— START —
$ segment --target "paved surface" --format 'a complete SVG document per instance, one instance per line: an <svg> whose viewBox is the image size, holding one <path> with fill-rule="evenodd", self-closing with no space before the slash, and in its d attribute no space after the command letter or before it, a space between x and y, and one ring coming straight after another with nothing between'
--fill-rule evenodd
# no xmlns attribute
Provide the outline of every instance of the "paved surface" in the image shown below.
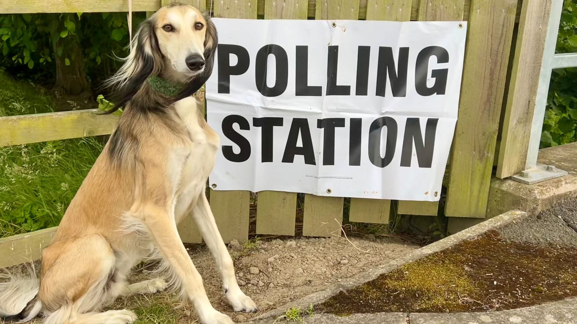
<svg viewBox="0 0 577 324"><path fill-rule="evenodd" d="M378 313L338 317L316 314L304 324L577 324L577 299L494 312L430 314ZM275 322L276 320L276 322ZM271 318L251 324L294 323Z"/></svg>
<svg viewBox="0 0 577 324"><path fill-rule="evenodd" d="M565 199L499 232L503 238L522 243L577 247L577 198Z"/></svg>

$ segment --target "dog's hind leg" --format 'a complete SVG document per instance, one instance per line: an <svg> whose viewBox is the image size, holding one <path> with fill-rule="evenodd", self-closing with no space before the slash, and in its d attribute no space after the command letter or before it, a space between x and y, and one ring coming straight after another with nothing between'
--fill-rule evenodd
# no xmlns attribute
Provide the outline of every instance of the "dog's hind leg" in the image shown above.
<svg viewBox="0 0 577 324"><path fill-rule="evenodd" d="M207 196L203 191L192 210L193 217L203 239L211 251L222 278L222 285L228 303L234 311L252 312L256 304L241 290L234 275L234 265L216 227Z"/></svg>
<svg viewBox="0 0 577 324"><path fill-rule="evenodd" d="M101 235L56 242L43 251L39 296L47 315L44 324L125 324L129 310L99 312L118 293L117 256Z"/></svg>

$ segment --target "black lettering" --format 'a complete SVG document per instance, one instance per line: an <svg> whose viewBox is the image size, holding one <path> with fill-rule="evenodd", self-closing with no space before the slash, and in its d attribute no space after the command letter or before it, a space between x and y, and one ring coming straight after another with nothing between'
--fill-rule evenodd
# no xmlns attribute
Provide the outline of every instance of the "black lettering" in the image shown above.
<svg viewBox="0 0 577 324"><path fill-rule="evenodd" d="M309 85L309 47L297 46L296 83L297 96L323 95L323 87L320 85Z"/></svg>
<svg viewBox="0 0 577 324"><path fill-rule="evenodd" d="M218 92L230 93L230 76L240 76L249 69L250 58L246 48L239 45L218 44ZM230 54L234 54L238 62L230 66Z"/></svg>
<svg viewBox="0 0 577 324"><path fill-rule="evenodd" d="M359 46L357 55L357 95L366 96L369 88L370 46Z"/></svg>
<svg viewBox="0 0 577 324"><path fill-rule="evenodd" d="M417 56L415 68L415 88L421 96L432 96L435 93L444 95L447 88L448 69L439 69L431 71L431 77L435 80L433 86L427 86L427 74L429 71L429 59L437 56L437 63L448 63L449 52L440 46L429 46L423 48Z"/></svg>
<svg viewBox="0 0 577 324"><path fill-rule="evenodd" d="M233 150L231 145L222 146L222 154L227 160L231 162L244 162L250 157L250 143L248 140L234 130L233 124L238 124L241 129L248 130L250 125L242 116L229 115L222 120L222 133L227 138L234 142L241 148L238 154Z"/></svg>
<svg viewBox="0 0 577 324"><path fill-rule="evenodd" d="M403 150L400 153L400 166L410 167L413 157L413 143L415 143L415 150L419 168L430 168L433 163L433 152L434 149L434 138L437 133L439 118L429 118L425 127L425 144L423 144L419 118L407 118L404 127L404 137L403 138Z"/></svg>
<svg viewBox="0 0 577 324"><path fill-rule="evenodd" d="M327 63L327 95L349 96L351 94L351 86L337 85L336 73L339 63L339 47L333 45L328 47L328 57Z"/></svg>
<svg viewBox="0 0 577 324"><path fill-rule="evenodd" d="M324 129L323 141L323 165L335 165L335 128L344 127L344 118L317 120L317 128Z"/></svg>
<svg viewBox="0 0 577 324"><path fill-rule="evenodd" d="M267 85L267 70L268 55L275 55L276 62L276 74L275 86L272 88ZM287 89L288 83L288 58L284 49L276 44L265 45L256 54L256 63L254 70L256 88L267 97L276 97L282 95Z"/></svg>
<svg viewBox="0 0 577 324"><path fill-rule="evenodd" d="M302 146L297 146L299 133L302 140ZM313 148L313 141L310 138L310 129L309 128L309 122L306 118L293 119L290 130L288 131L288 138L284 147L283 162L292 163L294 161L294 156L297 155L304 157L306 164L316 164L314 148Z"/></svg>
<svg viewBox="0 0 577 324"><path fill-rule="evenodd" d="M407 74L409 70L409 47L399 48L399 64L395 66L392 47L379 47L379 65L377 66L376 95L385 96L387 76L391 80L391 90L394 97L407 95Z"/></svg>
<svg viewBox="0 0 577 324"><path fill-rule="evenodd" d="M272 128L275 126L283 126L282 117L262 117L261 118L253 118L253 126L254 127L261 127L263 130L261 132L261 146L262 146L262 158L261 161L265 162L272 162L272 140L273 131Z"/></svg>
<svg viewBox="0 0 577 324"><path fill-rule="evenodd" d="M349 135L349 165L361 165L361 135L362 118L351 118Z"/></svg>
<svg viewBox="0 0 577 324"><path fill-rule="evenodd" d="M383 127L387 126L387 144L385 156L381 155L381 133ZM371 163L379 168L388 165L395 155L396 144L397 125L395 119L384 116L375 119L369 128L369 159Z"/></svg>

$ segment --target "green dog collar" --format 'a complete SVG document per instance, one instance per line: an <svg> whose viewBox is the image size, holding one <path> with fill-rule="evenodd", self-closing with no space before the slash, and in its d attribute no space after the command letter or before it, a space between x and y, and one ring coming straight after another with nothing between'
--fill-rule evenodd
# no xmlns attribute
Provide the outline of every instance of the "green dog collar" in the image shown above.
<svg viewBox="0 0 577 324"><path fill-rule="evenodd" d="M176 95L184 88L183 84L171 84L158 76L150 77L147 81L148 84L156 91L162 93L167 97L172 97Z"/></svg>

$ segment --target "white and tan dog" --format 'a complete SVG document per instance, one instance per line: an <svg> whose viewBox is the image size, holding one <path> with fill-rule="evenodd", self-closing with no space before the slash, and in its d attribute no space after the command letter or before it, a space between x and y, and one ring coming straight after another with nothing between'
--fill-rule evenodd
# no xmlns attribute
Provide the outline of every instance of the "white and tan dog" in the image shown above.
<svg viewBox="0 0 577 324"><path fill-rule="evenodd" d="M102 309L118 296L170 286L192 302L203 324L233 323L211 304L180 239L177 224L189 215L233 309L256 310L237 283L205 194L219 140L192 95L212 73L218 40L209 18L189 5L163 7L142 24L107 82L111 100L124 108L118 128L43 250L39 282L32 276L0 283L0 315L42 315L46 324L130 323L136 316L129 310ZM173 275L168 283L128 284L130 269L149 259L162 260Z"/></svg>

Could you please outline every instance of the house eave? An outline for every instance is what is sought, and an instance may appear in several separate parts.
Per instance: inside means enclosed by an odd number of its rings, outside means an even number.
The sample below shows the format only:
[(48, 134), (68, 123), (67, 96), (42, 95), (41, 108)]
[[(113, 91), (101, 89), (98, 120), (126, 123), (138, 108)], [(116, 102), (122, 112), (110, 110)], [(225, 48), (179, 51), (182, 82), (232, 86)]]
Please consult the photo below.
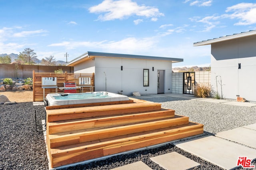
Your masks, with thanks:
[(231, 35), (227, 35), (224, 37), (221, 37), (219, 38), (214, 38), (212, 39), (208, 39), (201, 42), (194, 43), (193, 44), (193, 46), (196, 47), (210, 45), (214, 43), (254, 35), (256, 35), (256, 30), (250, 31), (248, 32), (242, 32), (238, 34), (234, 34)]
[(177, 63), (183, 61), (183, 59), (88, 51), (70, 61), (66, 65), (68, 66), (74, 66), (79, 63), (88, 60), (89, 58), (92, 58), (97, 57), (122, 58), (141, 60), (165, 61), (170, 61), (172, 63)]

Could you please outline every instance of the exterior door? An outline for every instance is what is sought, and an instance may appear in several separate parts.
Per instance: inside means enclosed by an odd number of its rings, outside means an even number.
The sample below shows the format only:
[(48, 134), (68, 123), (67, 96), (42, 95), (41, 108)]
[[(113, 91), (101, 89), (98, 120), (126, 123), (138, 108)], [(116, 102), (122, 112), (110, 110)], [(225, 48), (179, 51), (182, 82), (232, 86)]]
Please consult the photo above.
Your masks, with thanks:
[(194, 94), (195, 72), (183, 73), (183, 94)]
[(164, 93), (164, 70), (157, 70), (157, 93)]

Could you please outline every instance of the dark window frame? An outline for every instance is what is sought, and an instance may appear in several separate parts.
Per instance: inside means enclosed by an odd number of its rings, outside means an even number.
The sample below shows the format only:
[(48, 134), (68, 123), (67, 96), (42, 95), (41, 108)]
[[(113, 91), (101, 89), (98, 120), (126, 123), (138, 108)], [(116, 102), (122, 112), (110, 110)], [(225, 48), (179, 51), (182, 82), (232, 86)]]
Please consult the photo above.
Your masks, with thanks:
[[(145, 71), (146, 72), (145, 72)], [(147, 76), (145, 75), (145, 72), (147, 72), (147, 74), (148, 74)], [(147, 78), (146, 78), (147, 76)], [(149, 69), (143, 69), (143, 86), (144, 87), (149, 86)]]

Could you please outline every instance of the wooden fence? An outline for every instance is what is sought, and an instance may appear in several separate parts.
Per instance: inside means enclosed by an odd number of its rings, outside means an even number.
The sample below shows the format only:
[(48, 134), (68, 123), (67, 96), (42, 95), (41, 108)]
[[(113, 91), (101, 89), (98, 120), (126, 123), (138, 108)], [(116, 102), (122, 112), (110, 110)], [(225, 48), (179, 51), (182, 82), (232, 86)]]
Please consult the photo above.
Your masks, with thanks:
[[(63, 89), (60, 88), (64, 86), (63, 83), (65, 82), (75, 82), (78, 86), (79, 84), (79, 78), (90, 78), (90, 84), (88, 83), (83, 88), (77, 88), (76, 92), (85, 92), (94, 91), (94, 74), (68, 73), (55, 73), (53, 72), (35, 72), (33, 71), (33, 101), (42, 102), (44, 99), (44, 88), (42, 88), (42, 77), (57, 78), (56, 84), (58, 93), (64, 93)], [(55, 93), (56, 88), (44, 88), (44, 97), (49, 93)]]

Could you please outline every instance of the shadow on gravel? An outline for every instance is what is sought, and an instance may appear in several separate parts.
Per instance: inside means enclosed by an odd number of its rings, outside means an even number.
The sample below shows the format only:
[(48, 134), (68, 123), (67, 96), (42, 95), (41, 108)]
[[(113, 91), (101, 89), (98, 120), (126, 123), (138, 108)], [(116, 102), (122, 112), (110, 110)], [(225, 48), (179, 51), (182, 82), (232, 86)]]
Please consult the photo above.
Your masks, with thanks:
[(148, 98), (146, 99), (141, 99), (150, 102), (153, 102), (156, 103), (164, 102), (166, 102), (177, 101), (182, 100), (188, 100), (190, 99), (185, 99), (184, 98), (175, 98), (174, 97), (163, 97), (162, 98)]

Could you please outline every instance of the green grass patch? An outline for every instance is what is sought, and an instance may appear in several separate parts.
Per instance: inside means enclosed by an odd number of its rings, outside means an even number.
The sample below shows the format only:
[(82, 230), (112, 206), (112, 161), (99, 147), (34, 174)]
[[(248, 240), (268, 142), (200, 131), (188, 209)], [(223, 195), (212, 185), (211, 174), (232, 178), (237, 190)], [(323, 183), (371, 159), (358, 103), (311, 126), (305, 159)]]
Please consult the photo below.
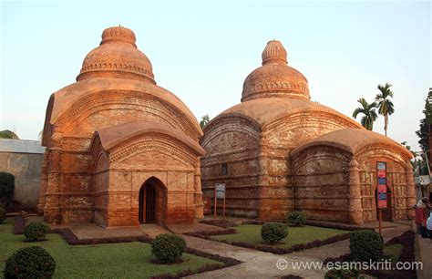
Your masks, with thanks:
[[(13, 220), (0, 224), (0, 271), (5, 261), (15, 250), (32, 245), (45, 248), (56, 260), (56, 278), (147, 278), (161, 274), (176, 274), (190, 269), (198, 270), (206, 264), (220, 262), (183, 253), (181, 264), (156, 264), (151, 247), (143, 243), (69, 245), (57, 233), (46, 235), (47, 241), (24, 243), (24, 235), (14, 235)], [(0, 277), (3, 274), (0, 274)]]
[[(261, 238), (261, 227), (262, 225), (243, 224), (235, 228), (238, 233), (216, 235), (212, 236), (211, 238), (228, 242), (243, 242), (252, 244), (266, 244)], [(288, 237), (274, 245), (289, 248), (294, 244), (304, 244), (314, 240), (324, 240), (326, 238), (346, 232), (348, 232), (314, 226), (288, 227)]]
[(384, 256), (387, 259), (390, 259), (392, 263), (396, 263), (397, 261), (399, 261), (402, 248), (404, 248), (402, 244), (393, 244), (389, 246), (385, 246), (383, 249)]

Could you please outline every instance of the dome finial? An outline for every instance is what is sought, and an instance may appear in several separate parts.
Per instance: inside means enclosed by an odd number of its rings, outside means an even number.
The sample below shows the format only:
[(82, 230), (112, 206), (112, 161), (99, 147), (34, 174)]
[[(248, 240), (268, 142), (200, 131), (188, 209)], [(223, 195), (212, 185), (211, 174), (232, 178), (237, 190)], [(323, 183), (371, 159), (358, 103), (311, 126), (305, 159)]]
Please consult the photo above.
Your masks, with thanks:
[(118, 26), (109, 27), (104, 30), (102, 33), (102, 42), (100, 42), (100, 45), (112, 42), (123, 42), (137, 47), (135, 41), (136, 37), (133, 31), (118, 25)]
[(286, 50), (280, 41), (272, 40), (262, 51), (262, 65), (268, 63), (287, 64)]

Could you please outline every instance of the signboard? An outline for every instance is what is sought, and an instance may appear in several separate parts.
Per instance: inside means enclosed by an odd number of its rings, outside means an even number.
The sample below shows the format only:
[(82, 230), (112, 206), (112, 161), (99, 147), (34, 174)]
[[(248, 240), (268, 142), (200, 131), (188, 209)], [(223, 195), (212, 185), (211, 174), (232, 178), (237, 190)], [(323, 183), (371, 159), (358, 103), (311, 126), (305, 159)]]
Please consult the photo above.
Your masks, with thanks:
[(216, 220), (218, 210), (218, 199), (223, 199), (222, 216), (225, 219), (225, 183), (214, 184), (214, 220)]
[(387, 207), (387, 180), (386, 180), (386, 164), (382, 161), (376, 163), (376, 176), (378, 187), (376, 191), (377, 194), (377, 205), (378, 208)]
[(225, 183), (216, 183), (216, 198), (224, 199), (225, 198)]
[(387, 207), (387, 186), (378, 185), (378, 208)]
[(418, 184), (425, 186), (430, 184), (430, 176), (428, 175), (420, 175), (418, 177)]

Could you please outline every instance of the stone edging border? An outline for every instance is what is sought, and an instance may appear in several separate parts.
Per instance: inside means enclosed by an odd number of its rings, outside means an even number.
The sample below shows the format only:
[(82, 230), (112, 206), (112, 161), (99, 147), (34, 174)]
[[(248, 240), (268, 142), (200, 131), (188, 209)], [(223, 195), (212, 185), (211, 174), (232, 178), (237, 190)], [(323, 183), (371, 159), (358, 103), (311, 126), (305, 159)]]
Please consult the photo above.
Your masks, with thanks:
[[(14, 234), (23, 234), (25, 229), (26, 229), (25, 218), (21, 215), (15, 216), (15, 222), (14, 222), (14, 232), (13, 232)], [(232, 232), (232, 231), (234, 232)], [(218, 231), (216, 232), (220, 232), (221, 234), (227, 234), (227, 232), (230, 233), (230, 232), (231, 232), (231, 233), (237, 232), (234, 229)], [(149, 236), (122, 236), (122, 237), (108, 237), (108, 238), (98, 238), (98, 239), (79, 240), (77, 237), (77, 235), (75, 235), (75, 233), (72, 232), (72, 230), (68, 228), (54, 229), (54, 230), (51, 230), (49, 233), (60, 234), (69, 245), (94, 245), (94, 244), (106, 244), (106, 243), (132, 243), (132, 242), (141, 242), (145, 243), (150, 243), (152, 241), (152, 238)], [(238, 261), (232, 258), (222, 257), (218, 254), (209, 253), (202, 252), (202, 251), (190, 248), (190, 247), (186, 247), (185, 253), (190, 253), (199, 257), (203, 257), (203, 258), (211, 259), (213, 261), (217, 261), (223, 264), (207, 264), (199, 268), (196, 271), (191, 271), (190, 269), (187, 269), (187, 270), (180, 271), (174, 274), (159, 274), (157, 276), (153, 276), (150, 278), (153, 278), (153, 279), (180, 278), (180, 277), (190, 276), (190, 275), (198, 274), (210, 272), (213, 270), (222, 269), (225, 267), (237, 265), (242, 263), (241, 261)]]
[[(68, 228), (64, 229), (55, 229), (51, 231), (51, 233), (58, 233), (60, 234), (65, 241), (70, 245), (94, 245), (94, 244), (104, 244), (104, 243), (132, 243), (132, 242), (141, 242), (145, 243), (150, 243), (153, 240), (149, 236), (125, 236), (125, 237), (108, 237), (108, 238), (100, 238), (100, 239), (86, 239), (86, 240), (78, 240), (72, 230)], [(221, 262), (223, 264), (207, 264), (196, 271), (191, 271), (190, 269), (180, 271), (175, 274), (159, 274), (157, 276), (153, 276), (150, 278), (158, 278), (158, 279), (164, 279), (164, 278), (180, 278), (184, 276), (190, 276), (193, 274), (198, 274), (209, 271), (213, 271), (217, 269), (221, 269), (229, 266), (233, 266), (236, 264), (240, 264), (242, 262), (237, 261), (232, 258), (222, 257), (218, 254), (211, 254), (206, 252), (202, 252), (197, 249), (186, 247), (185, 253), (190, 253), (199, 257), (203, 257), (207, 259), (211, 259), (213, 261)]]
[[(232, 233), (235, 233), (235, 232), (232, 232)], [(269, 253), (273, 253), (276, 254), (285, 254), (285, 253), (294, 253), (294, 252), (303, 251), (306, 249), (321, 247), (326, 244), (330, 244), (330, 243), (337, 243), (343, 240), (349, 239), (349, 233), (343, 233), (343, 234), (338, 234), (338, 235), (332, 236), (324, 240), (314, 240), (307, 243), (295, 244), (295, 245), (291, 246), (290, 248), (283, 248), (283, 247), (270, 246), (266, 244), (252, 244), (252, 243), (244, 243), (244, 242), (229, 242), (229, 241), (224, 241), (224, 240), (216, 240), (211, 237), (212, 235), (232, 234), (232, 233), (211, 234), (210, 232), (207, 232), (206, 234), (200, 234), (199, 232), (192, 232), (192, 233), (185, 233), (185, 234), (202, 238), (205, 240), (220, 242), (222, 243), (227, 243), (227, 244), (231, 244), (234, 246), (260, 250), (262, 252), (269, 252)]]
[[(211, 221), (209, 222), (201, 222), (207, 224), (212, 224), (215, 226), (220, 226), (221, 228), (226, 228), (226, 224), (223, 223), (223, 222), (213, 222)], [(242, 224), (263, 224), (265, 222), (264, 221), (259, 221), (259, 220), (247, 220), (242, 222)], [(357, 231), (357, 230), (373, 230), (370, 228), (362, 228), (359, 226), (354, 226), (354, 225), (348, 225), (348, 224), (339, 224), (339, 223), (334, 223), (334, 222), (319, 222), (319, 221), (308, 221), (306, 222), (306, 224), (308, 225), (314, 225), (317, 227), (324, 227), (324, 228), (331, 228), (331, 229), (338, 229), (338, 230), (345, 230), (345, 231)], [(224, 233), (224, 232), (227, 232)], [(229, 232), (229, 233), (228, 233)], [(324, 240), (314, 240), (313, 242), (307, 243), (303, 243), (303, 244), (294, 244), (291, 246), (290, 248), (283, 248), (283, 247), (275, 247), (275, 246), (271, 246), (267, 244), (252, 244), (249, 243), (244, 243), (244, 242), (229, 242), (229, 241), (224, 241), (224, 240), (216, 240), (212, 239), (211, 236), (213, 235), (221, 235), (221, 234), (232, 234), (236, 233), (237, 232), (235, 229), (230, 229), (230, 230), (225, 230), (225, 231), (217, 231), (217, 232), (190, 232), (190, 233), (184, 233), (186, 235), (190, 236), (195, 236), (199, 238), (202, 238), (205, 240), (210, 240), (210, 241), (215, 241), (215, 242), (220, 242), (234, 246), (240, 246), (243, 248), (249, 248), (249, 249), (254, 249), (254, 250), (260, 250), (262, 252), (269, 252), (276, 254), (285, 254), (285, 253), (291, 253), (298, 251), (303, 251), (306, 249), (311, 249), (311, 248), (316, 248), (316, 247), (321, 247), (324, 245), (331, 244), (334, 243), (337, 243), (340, 241), (347, 240), (349, 239), (349, 233), (342, 233), (338, 234), (335, 236), (332, 236)]]
[(15, 216), (14, 220), (14, 234), (24, 234), (26, 229), (26, 220), (22, 215)]
[[(414, 252), (414, 241), (415, 234), (412, 231), (406, 231), (399, 236), (394, 237), (389, 240), (385, 245), (401, 244), (402, 250), (400, 252), (399, 262), (401, 263), (414, 263), (415, 252)], [(353, 260), (351, 253), (345, 253), (336, 258), (326, 258), (323, 264), (327, 263), (343, 263)], [(365, 271), (365, 274), (377, 277), (377, 278), (416, 278), (416, 270), (395, 270), (386, 271), (384, 273), (380, 270), (369, 270)]]

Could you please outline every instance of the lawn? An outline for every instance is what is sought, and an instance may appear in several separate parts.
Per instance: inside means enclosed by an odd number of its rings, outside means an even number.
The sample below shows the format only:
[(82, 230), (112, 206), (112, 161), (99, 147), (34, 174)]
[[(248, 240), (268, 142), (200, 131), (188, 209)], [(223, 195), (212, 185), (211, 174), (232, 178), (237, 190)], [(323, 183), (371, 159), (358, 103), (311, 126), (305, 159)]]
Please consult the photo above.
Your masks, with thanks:
[(383, 249), (384, 256), (390, 259), (392, 263), (396, 263), (399, 260), (400, 253), (403, 248), (404, 246), (402, 246), (402, 244), (385, 246)]
[[(243, 242), (253, 244), (265, 244), (261, 238), (261, 225), (243, 224), (235, 227), (238, 233), (222, 234), (212, 236), (215, 240), (225, 240), (228, 242)], [(303, 244), (314, 240), (324, 240), (326, 238), (346, 233), (347, 231), (321, 228), (314, 226), (288, 227), (288, 237), (282, 240), (276, 246), (289, 248), (294, 244)]]
[[(98, 245), (69, 245), (56, 233), (46, 236), (48, 241), (23, 243), (24, 235), (12, 234), (13, 220), (0, 224), (0, 271), (5, 261), (21, 247), (44, 247), (56, 260), (56, 278), (147, 278), (161, 274), (175, 274), (190, 269), (196, 271), (206, 264), (221, 263), (184, 253), (183, 263), (156, 264), (151, 261), (151, 247), (143, 243)], [(0, 277), (3, 277), (0, 274)]]

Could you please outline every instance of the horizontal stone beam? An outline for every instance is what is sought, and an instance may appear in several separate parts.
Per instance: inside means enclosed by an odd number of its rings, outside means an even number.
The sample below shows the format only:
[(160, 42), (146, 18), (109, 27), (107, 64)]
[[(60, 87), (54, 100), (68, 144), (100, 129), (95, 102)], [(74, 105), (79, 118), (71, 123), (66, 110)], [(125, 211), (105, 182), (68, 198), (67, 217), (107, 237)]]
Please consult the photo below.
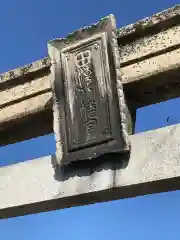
— END —
_Stated exercise:_ Return, character for character, the lines of the records starting with the line that contains "Could you please outline every instance of the exterior" and going on through the line that contains "87), (149, 86)]]".

_Answer below:_
Could you please outline every instance of the exterior door? An outline for every instance is what is sought, and an instance may appear in several separate parts.
Per instance: inside means enclosed by an odd number of its rings, outside means an even number.
The sample below shows the format only:
[(48, 134), (68, 123), (67, 96), (42, 95), (41, 108)]
[[(113, 91), (101, 89), (98, 120), (126, 123), (138, 108)], [(116, 102), (122, 112), (110, 110)], [(225, 48), (179, 51), (182, 82), (232, 86)]]
Please consult the photo above.
Your masks, with thanks:
[(194, 94), (195, 72), (183, 73), (183, 94)]
[(164, 93), (164, 70), (157, 70), (157, 93)]

Could you please outline every instance of the dark window frame? An outline for every instance is what is sought, and an instance may appear in several separate parts.
Per instance: inside means enclosed by an odd number of its rings, outside means an even number.
The sample below shows the format only:
[(48, 134), (68, 123), (67, 96), (42, 95), (41, 108)]
[[(113, 91), (101, 89), (98, 120), (126, 123), (138, 108)], [(116, 102), (122, 112), (110, 110)], [(225, 48), (179, 51), (182, 82), (232, 86)]]
Please consult the photo above.
Your masks, with thanks:
[[(145, 71), (146, 72), (145, 72)], [(147, 76), (145, 75), (145, 72), (147, 72), (147, 74), (148, 74)], [(147, 78), (146, 78), (147, 76)], [(149, 69), (143, 69), (143, 86), (144, 87), (149, 86)]]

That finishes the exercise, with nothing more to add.